提示文 ::
_ _ _ _

診療支援
治療

アレルギー疾患児の生活管理
management of allergic students
今井孝成
(昭和大学小児科・教授)

A.学校におけるアレルギー疾患管理

 アレルギー疾患を有する児が年々増加するなかで,文部科学省は2008年に発出した「学校のアレルギー疾患に対する取り組みガイドライン」を2020年に改訂して,その管理の充実に着手している.このなかで3点の重要なポイントがあげられている.すなわち,①各疾患の特徴をよく知ること,②個々の児童生徒の症状などの特徴を把握すること,③症状が急速に変化しうることを理解し,日頃から緊急時の対応への準備を行っておくことである.

B.学校生活管理指導表

 学校におけるアレルギー疾患管理には,医師の診断に基づく「学校生活管理指導表(アレルギー疾患用)」の提出が必須であり,毎年1回提出が求められる.指導表は保護者が学校に何らかのアレルギー対応を求めるときに,保護者が主治医に依頼するものである.このため疾患があっても学校に必ずしも対応を求める状況に児がなければ,必ずしも提出する必要はない.指導表には気管支喘息,アトピー性皮膚炎,アレルギー性結膜炎,食物アレルギー・アナフィラキシー,アレルギー性鼻炎に関する記載欄があるが,対応の必要がある疾患のみ記述すればよい.

 診断書の位置づけにあり,医師には正確かつ詳細にアレルギーの状況を記載することが期待されている.

C.学校給食における管理

 学校におけるアナフィラキシーリスクのほとんどは,食物アレルギーに起因する.このため学校給食におけるアナフィラキシーの予防管理は非常に重要である.文部科学省は「学校給食における食物アレルギー対応指針」を発出して,その対策の充実をはかっている.

 学校給食におけるアレルギー対応は誤食など事故予防の観点で,①児の重症度に合わせた段階的な個別対応は行わず提供するかしないかの二者択一対応とする,②重症児には給食は提供せず弁当対応とする,ことなどが指導されている.

_ _ _ _

問題文 ::
提示文によると、学校生活管理指導表はどのくらいの頻度で提出が求められるか。 次に示す行は、提示文とは別の資料から採ったものである。

演習データ ::
_ _ _ _

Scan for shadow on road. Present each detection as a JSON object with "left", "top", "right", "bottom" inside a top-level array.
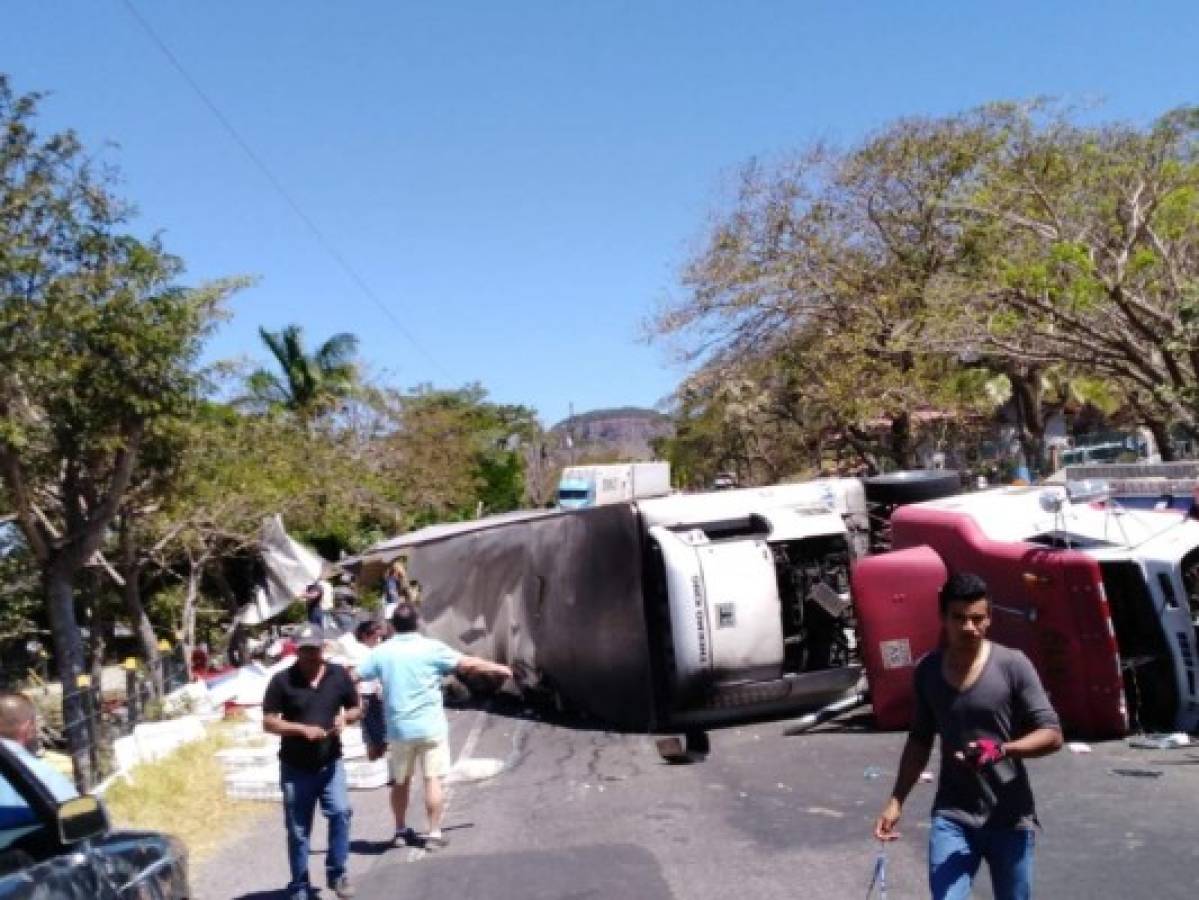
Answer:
[{"left": 350, "top": 839, "right": 396, "bottom": 856}]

_ _ _ _

解答 ::
毎年1回